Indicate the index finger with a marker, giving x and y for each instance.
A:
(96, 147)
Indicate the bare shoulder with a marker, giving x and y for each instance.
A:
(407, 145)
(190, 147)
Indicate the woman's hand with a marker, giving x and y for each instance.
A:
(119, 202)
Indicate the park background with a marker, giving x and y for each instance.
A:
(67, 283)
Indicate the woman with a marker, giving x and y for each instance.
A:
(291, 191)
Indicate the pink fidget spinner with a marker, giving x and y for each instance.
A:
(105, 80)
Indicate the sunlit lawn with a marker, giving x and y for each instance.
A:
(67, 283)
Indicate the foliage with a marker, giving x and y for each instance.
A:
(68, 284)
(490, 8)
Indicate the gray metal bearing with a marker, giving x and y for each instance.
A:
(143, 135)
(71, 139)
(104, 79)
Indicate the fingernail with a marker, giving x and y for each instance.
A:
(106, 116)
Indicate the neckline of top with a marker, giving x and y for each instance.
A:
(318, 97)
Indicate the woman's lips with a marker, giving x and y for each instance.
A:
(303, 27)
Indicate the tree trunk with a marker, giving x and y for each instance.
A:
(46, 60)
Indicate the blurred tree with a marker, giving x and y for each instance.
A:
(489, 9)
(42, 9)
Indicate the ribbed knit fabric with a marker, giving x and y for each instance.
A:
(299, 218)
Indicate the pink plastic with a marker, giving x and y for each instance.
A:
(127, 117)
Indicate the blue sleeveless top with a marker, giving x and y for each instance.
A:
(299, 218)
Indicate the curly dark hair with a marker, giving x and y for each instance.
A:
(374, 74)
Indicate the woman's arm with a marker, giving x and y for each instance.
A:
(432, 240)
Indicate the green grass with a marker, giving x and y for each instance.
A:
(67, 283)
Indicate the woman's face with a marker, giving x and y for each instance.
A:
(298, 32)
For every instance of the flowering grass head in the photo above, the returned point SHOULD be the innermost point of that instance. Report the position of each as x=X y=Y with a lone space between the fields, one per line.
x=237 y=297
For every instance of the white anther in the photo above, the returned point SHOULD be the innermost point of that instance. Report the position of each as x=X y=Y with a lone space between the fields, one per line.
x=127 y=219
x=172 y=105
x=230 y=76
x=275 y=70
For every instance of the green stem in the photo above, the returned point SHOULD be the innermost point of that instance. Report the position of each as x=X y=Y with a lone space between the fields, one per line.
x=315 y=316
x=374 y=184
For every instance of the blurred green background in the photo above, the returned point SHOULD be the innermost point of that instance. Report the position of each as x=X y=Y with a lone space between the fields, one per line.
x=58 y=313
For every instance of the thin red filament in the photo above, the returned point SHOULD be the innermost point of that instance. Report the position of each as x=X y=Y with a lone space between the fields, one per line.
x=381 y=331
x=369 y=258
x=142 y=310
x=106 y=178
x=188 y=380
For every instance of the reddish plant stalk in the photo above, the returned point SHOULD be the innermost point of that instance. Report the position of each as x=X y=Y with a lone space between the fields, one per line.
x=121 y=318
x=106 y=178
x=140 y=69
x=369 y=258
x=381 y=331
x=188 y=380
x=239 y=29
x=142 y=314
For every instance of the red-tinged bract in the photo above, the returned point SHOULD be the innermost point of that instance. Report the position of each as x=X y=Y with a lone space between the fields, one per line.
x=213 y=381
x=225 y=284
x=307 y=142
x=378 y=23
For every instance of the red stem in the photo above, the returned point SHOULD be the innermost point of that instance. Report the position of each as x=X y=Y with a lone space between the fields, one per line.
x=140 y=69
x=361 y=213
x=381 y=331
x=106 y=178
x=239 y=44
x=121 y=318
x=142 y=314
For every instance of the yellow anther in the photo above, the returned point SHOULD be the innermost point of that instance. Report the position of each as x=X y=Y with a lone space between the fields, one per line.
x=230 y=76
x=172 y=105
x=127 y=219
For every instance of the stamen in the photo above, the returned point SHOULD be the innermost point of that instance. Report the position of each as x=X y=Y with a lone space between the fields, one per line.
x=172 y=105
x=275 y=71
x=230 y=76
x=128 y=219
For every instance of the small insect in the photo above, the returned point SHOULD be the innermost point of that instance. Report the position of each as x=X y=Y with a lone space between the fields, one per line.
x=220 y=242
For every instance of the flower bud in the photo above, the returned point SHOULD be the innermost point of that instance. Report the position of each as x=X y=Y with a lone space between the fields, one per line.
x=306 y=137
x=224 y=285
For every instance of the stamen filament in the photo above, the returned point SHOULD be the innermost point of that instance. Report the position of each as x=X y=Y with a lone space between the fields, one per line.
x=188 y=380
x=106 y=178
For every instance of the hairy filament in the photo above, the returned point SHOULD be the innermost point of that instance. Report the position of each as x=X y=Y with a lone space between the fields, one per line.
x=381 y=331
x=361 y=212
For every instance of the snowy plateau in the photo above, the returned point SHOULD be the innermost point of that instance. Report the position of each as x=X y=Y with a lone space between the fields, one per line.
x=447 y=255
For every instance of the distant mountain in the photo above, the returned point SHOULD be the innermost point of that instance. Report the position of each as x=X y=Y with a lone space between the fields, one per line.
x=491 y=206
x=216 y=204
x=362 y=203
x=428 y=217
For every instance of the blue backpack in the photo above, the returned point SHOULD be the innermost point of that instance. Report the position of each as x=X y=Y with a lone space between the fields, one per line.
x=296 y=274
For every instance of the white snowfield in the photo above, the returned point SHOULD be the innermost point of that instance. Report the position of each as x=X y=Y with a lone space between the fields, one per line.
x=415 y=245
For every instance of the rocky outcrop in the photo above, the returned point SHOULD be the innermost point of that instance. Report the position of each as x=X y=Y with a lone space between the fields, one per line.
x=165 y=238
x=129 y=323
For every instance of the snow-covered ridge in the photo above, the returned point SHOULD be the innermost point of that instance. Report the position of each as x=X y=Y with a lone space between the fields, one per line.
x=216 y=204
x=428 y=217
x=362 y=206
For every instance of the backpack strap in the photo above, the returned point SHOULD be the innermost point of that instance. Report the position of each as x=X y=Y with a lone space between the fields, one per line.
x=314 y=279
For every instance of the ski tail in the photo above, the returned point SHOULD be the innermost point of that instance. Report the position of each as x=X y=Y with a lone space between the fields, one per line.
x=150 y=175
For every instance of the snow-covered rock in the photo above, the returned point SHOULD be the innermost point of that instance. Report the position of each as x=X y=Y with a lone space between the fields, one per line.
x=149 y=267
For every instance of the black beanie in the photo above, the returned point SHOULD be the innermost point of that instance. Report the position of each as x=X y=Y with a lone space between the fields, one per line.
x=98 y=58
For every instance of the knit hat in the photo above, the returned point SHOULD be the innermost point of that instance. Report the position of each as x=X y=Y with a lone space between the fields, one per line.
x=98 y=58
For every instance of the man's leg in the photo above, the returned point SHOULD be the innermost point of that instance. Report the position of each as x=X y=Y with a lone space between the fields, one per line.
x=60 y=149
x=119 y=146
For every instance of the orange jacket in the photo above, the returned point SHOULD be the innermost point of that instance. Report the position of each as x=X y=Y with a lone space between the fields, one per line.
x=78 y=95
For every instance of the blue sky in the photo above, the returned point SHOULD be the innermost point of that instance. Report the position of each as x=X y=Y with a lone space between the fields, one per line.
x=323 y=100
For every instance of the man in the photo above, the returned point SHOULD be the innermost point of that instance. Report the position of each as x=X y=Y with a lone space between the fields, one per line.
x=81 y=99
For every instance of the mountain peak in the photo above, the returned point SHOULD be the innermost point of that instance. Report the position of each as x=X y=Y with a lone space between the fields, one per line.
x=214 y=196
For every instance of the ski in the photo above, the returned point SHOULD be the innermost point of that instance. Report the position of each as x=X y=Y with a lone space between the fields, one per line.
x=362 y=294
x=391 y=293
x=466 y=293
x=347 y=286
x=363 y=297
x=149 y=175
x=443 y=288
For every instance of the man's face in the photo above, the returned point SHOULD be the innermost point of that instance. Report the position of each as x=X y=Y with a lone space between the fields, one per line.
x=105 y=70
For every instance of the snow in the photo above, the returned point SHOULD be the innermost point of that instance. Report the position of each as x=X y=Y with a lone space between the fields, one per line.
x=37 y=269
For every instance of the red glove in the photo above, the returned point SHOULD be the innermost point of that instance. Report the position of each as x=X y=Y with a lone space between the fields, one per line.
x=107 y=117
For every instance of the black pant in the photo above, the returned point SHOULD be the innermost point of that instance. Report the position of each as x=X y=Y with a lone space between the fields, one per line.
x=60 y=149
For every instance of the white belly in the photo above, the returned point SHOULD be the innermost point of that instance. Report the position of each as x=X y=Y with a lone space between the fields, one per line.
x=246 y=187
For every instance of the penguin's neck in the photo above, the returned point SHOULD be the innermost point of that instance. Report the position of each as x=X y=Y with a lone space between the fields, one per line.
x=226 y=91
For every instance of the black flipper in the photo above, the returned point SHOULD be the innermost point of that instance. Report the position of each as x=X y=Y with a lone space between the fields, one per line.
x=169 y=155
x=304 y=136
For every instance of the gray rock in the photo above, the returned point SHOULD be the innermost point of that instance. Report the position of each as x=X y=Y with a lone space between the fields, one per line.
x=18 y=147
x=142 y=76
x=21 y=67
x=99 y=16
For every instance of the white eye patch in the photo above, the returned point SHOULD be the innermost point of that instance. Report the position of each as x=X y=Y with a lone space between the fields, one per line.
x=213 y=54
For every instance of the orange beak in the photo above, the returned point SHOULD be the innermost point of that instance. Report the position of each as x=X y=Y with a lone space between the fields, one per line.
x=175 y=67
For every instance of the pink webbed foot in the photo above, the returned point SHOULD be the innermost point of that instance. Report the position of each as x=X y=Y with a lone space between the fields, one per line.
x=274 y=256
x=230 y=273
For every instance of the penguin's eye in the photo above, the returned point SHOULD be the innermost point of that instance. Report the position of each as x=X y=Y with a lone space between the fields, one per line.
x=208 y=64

## Description of the task
Filter the records for lines holding the string "tree". Copy each one.

## Written solution
Indicate the tree trunk with a marker, giving x and y for each instance.
Indicate the blurred tree with a marker, giving x and y for each instance.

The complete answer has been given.